BEGIN TEXT SECTION
# World Cup



## billc (Dec 2, 2010)

Since the world Cup is going to be played in Qatar, does that mean that foriegn women, who attend the games, will have to wear a head covering?  Is Qatar a Shariah compliant country?


----------



## Omar B (Dec 2, 2010)

No it does not mean that.  Outsiders are welcome to visit and dress in their regular fashion.  Some people cover their heads of cover up, but it's really not necessary.


----------



## granfire (Dec 2, 2010)

If I lived down there I would probably cover up because the sun is brutal and the layers protect from dehydration....


*Qatari law*

 When contrasted with other Arab states such as Saudi Arabia, for instance, Qatar has comparatively liberal laws, but is still not as liberal as some other Arab states of the Persian Gulf like UAE or Bahrain. Qatar is a civil law jurisdiction. However, Shari'a or Islamic law is applied to aspects of family law, inheritance and certain criminal acts. Women can legally drive in Qatar and there is a strong emphasis in equality and human rights brought by Qatar's National Human Rights Committee. Qatar also has the largest fines in the world in terms of traffic violation as per the recent change in 2010.
 The country has undergone a period of liberalization and modernisation during the reign of the current Emir, Hamad bin Khalifa Al-Thani, who came to power in 1995. The laws of Qatar tolerate alcohol to a certain extent. However, the few bars and nightclubs in Qatar operate only in expensive hotels and clubs, with Qatar Distribution Company[33] the only importer and retailer for alcohol in Qatar. Under Qatar's Sharia, it is illegal to show alcohol or be drunk in public.
 During the month of Ramadan, eating, drinking, and smoking in public is strictly banned from dawn to sunset.
 In common with other Persian Gulf Arab countries, sponsorship laws exist in Qatar. These laws have been widely described as akin to modern-day slavery.[34] The sponsorship system (kafeel or kafala) exists throughout the GCC, apart from Bahrain, and means that a worker (not a tourist) may not enter the country without having a kafeel; cannot leave without the kafeel's permission (an exit permit must first be awarded by the sponsor, or kafeel); and the sponsor has the right to ban the employee from entering Qatar within 2&#8211;5 years of his first departure. Many sponsors do not allow the transfer of one employee to another sponsor. This does not apply to special sponsorship of a Qatar Financial Centre-sponsored worker where it is encouraged and regulated that sponsorship should be uninhibited and assistance should be given to allow for such transfers of sponsorship.
http://en.wikipedia.org/wiki/Qatar


dammit, I don't see any socialists...


----------



## Omar B (Dec 2, 2010)

Qatar is nice as heck.  I would love to go back soon.


----------



## Tez3 (Dec 3, 2010)

Well a lot could happen before 2022! 

The socialists could have taken over the world!


----------



## granfire (Dec 3, 2010)

Tez3 said:


> Well a lot could happen before 2022!
> 
> The socialists could have taken over the world!



2012 is an election year - remember the Mayan calendar!


----------



## Tez3 (Dec 3, 2010)

granfire said:


> 2012 is an election year - remember the Mayan calendar!
END TEXT SECTION
BEGIN GIVEN DATA
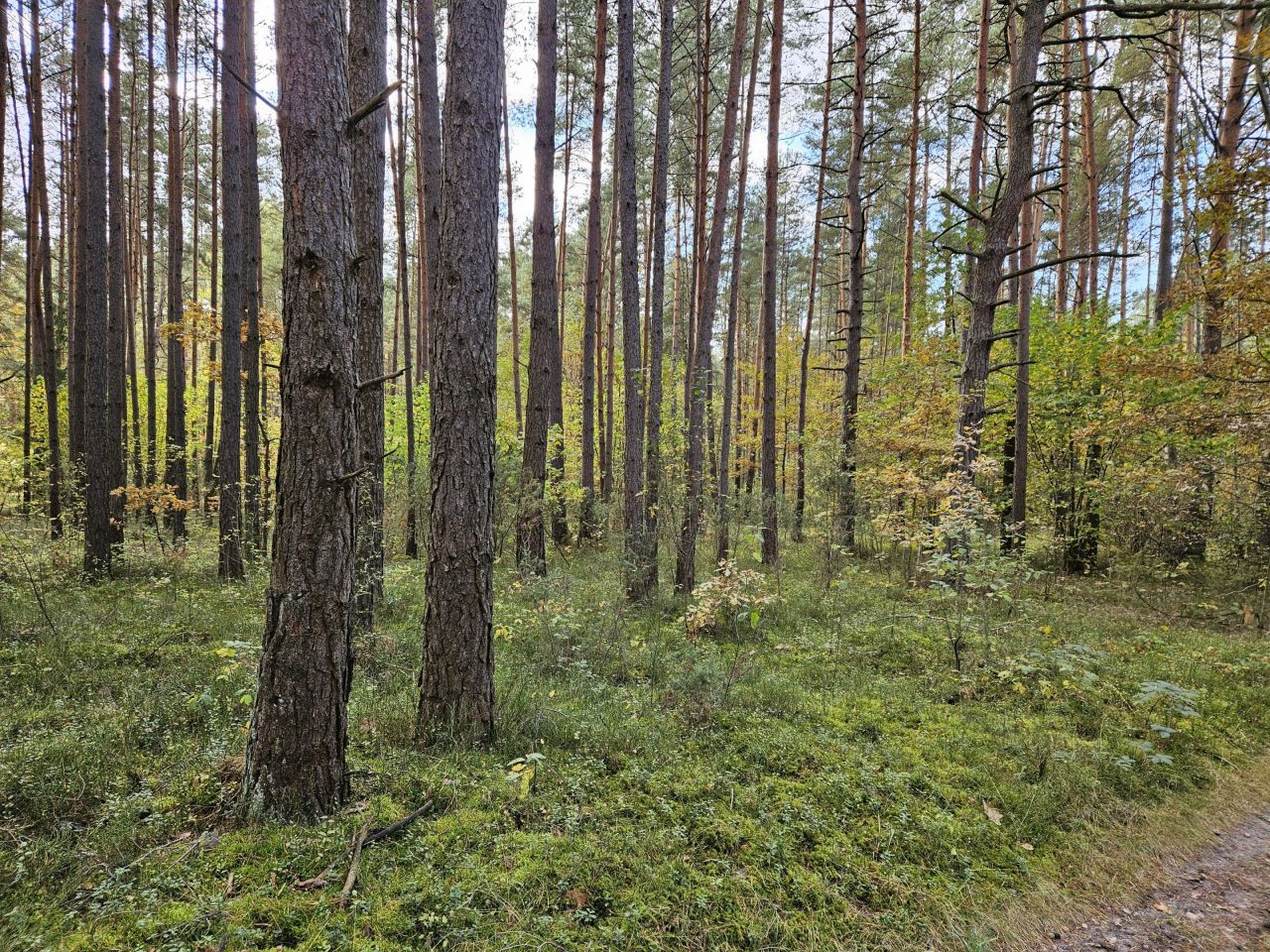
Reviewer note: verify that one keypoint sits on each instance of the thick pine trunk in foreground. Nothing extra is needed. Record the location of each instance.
END GIVEN DATA
PROBLEMS TO SOLVE
A - From the World Cup thread, print the passage that begins with the words containing "No it does not" and ends with "really not necessary.".
B - Name every distinct username that has a post in the World Cup thread.

ANSWERS GIVEN
A -
No it does not mean that.  Outsiders are welcome to visit and dress in their regular fashion.  Some people cover their heads of cover up, but it's really not necessary.

B - billc, Omar B, granfire, Tez3